Set the records down again. Match every line exactly.

━━━ Records shown

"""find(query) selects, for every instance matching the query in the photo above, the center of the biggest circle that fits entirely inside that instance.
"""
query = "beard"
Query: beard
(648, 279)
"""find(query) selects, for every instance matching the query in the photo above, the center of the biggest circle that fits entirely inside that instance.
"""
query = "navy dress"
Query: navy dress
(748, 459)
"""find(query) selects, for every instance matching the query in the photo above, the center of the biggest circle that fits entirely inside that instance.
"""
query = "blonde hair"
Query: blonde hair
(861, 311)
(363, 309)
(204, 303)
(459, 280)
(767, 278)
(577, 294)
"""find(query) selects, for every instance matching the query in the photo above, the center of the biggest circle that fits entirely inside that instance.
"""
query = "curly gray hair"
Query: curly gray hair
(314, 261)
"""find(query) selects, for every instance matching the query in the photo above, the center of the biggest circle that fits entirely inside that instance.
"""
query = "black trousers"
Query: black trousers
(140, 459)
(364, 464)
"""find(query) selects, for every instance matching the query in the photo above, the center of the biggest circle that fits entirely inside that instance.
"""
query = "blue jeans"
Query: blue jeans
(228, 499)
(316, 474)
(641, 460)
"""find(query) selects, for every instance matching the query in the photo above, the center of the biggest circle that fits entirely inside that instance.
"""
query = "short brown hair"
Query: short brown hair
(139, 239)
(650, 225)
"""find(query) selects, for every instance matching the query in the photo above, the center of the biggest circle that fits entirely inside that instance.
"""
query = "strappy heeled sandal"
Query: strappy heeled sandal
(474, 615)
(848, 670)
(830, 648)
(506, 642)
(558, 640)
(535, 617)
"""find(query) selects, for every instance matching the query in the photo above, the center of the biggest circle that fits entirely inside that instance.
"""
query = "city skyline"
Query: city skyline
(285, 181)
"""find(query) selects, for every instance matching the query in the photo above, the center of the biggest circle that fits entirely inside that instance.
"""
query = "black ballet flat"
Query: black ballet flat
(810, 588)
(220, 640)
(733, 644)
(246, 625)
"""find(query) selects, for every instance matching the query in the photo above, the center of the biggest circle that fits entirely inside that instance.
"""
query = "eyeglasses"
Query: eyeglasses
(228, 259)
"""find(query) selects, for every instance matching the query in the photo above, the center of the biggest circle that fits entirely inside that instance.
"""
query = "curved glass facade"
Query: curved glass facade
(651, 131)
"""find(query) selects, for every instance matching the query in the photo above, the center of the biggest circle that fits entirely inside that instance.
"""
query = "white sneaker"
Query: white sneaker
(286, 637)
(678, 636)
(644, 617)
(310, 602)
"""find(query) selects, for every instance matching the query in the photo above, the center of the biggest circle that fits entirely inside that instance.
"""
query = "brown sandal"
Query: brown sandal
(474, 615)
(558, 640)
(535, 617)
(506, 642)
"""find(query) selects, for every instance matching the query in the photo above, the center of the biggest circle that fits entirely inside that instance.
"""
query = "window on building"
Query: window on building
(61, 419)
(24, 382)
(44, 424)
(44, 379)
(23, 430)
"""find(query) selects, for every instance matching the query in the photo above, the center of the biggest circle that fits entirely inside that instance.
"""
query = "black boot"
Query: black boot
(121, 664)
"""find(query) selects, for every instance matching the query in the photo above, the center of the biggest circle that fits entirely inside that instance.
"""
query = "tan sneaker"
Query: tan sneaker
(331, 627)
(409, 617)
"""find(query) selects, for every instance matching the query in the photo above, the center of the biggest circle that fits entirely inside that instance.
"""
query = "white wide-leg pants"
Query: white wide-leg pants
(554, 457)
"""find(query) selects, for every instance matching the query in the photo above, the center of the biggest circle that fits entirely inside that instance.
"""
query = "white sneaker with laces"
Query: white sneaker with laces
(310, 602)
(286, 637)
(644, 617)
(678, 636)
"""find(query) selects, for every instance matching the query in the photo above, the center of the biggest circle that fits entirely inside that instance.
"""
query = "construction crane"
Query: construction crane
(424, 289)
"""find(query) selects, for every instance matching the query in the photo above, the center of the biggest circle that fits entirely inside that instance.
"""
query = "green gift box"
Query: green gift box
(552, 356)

━━━━━━

> _Reply_:
"""find(query) selects, for every instance matching the query in the photo above, the center of the biggest circle that fits entirely inside that instance.
"""
query = "beard"
Query: beard
(648, 279)
"""find(query) selects, for every instance matching the query in the photo above, the center of the biggest circle that fits entirely inside that instance.
"""
query = "navy dress"
Query: navy dress
(748, 459)
"""find(query) selects, for every instance matching the query in the photo above, the center of the biggest circle that fits entirely inside that instance.
"""
query = "blonde hair"
Query: blonde hair
(861, 311)
(363, 309)
(204, 303)
(459, 280)
(767, 278)
(577, 294)
"""find(query) selects, for every instance matching the query in the photo above, the center of the biggest circle that fits entirely inside that instance.
"""
query = "curly gray hair"
Query: curly gray hair
(314, 261)
"""find(query) selects, for every instance matching the query in the photo above, the center of the biggest circle that fits entirely inside that instance.
"""
query = "black trousers"
Query: black trousers
(140, 459)
(364, 464)
"""find(query) selects, for every instance matching the query in the photo above, the center of the biggest circle that fits entirely inside that instance.
"""
query = "blue jeans"
Query: blue jeans
(228, 499)
(316, 474)
(641, 460)
"""find(query) selects, for every instance matching the query in the photo above, the center of the biggest circle that fits entirely inside that instance.
"""
query = "short brown hair"
Query: short brown hair
(139, 239)
(650, 225)
"""find(query) selects, for every instance matching the query in the photo above, the center of the biggest circle that fits entirely inside that instance.
"""
query = "strappy heeled sandal"
Query: strappy heeled sandal
(474, 615)
(848, 670)
(830, 648)
(506, 642)
(558, 640)
(535, 617)
"""find(query) selects, for every instance matching the query in the photo above, the center of the biggest circle that fits entirely inside that instance.
"""
query = "city skyline"
Query: city skyline
(285, 181)
"""find(query) selects, for every instance matching the query in the photo above, the center of the biggest circle that fits entirely inside that instance.
"""
query = "black ballet flat"
Query: black ballet flat
(810, 588)
(220, 640)
(733, 644)
(246, 625)
"""find(query) selects, for every instance matching the query in the photo above, the center of the biggest circle that fits entirely inside that instance.
"""
query = "eyeglasses"
Query: eyeglasses
(228, 259)
"""find(query) selects, for every instance matching the query in the photo above, the center of the biggest circle that fits entirely inside that instance.
"""
query = "curved glass facade"
Query: curved glass facade
(651, 131)
"""find(query) selects, for every instance matching the query in the photo above, the center of the biggest circle that fits entirely inside that instance.
"""
query = "white sneaker"
Query: white sneaker
(286, 637)
(678, 636)
(644, 617)
(310, 602)
"""find(query) selects, for every instance matching the query in the photo above, the center of the biggest circle that fits entirely inside that instance.
"""
query = "brown sandal"
Query: brown sandal
(474, 615)
(558, 640)
(535, 617)
(506, 642)
"""find(query) selects, for every instance matching the query in the photo above, the center of the biggest circle that fits entirely inside that instance.
"""
query = "window on building"
Query: window on building
(61, 419)
(24, 382)
(44, 424)
(44, 379)
(23, 430)
"""find(query) selects, for every instance matching the query in the photo above, the center of the biggest circle that fits entirely inside that instance.
"""
query = "black boot"
Query: black boot
(121, 664)
"""find(query) selects, for every instance matching the query in the photo above, the center of the biggest circle that fits entirely inside that instance.
"""
query = "tan sneaker"
Query: tan sneaker
(331, 627)
(409, 617)
"""find(query) selects, for every instance matching the query in the photo above, the center of the biggest circle that fits entirely inside that instance.
"""
query = "white wide-leg pants"
Query: white wide-leg pants
(554, 457)
"""find(query) selects, for every instance matching the query in the photo above, the center of the biggest circle that fits entirely inside that instance.
"""
query = "white sneaker with laces"
Query: white sneaker with laces
(310, 602)
(286, 637)
(644, 617)
(678, 636)
"""find(query) selects, for every instance matching the query in the photo above, the center of the biggest circle that fits entirely inside that instance.
"""
query = "construction crane"
Query: construction crane
(424, 289)
"""find(query) selects, for every instance matching the query in the photo above, the center of the biggest circle that fits entirely inside that instance.
"""
query = "green gift box"
Query: green gift box
(552, 356)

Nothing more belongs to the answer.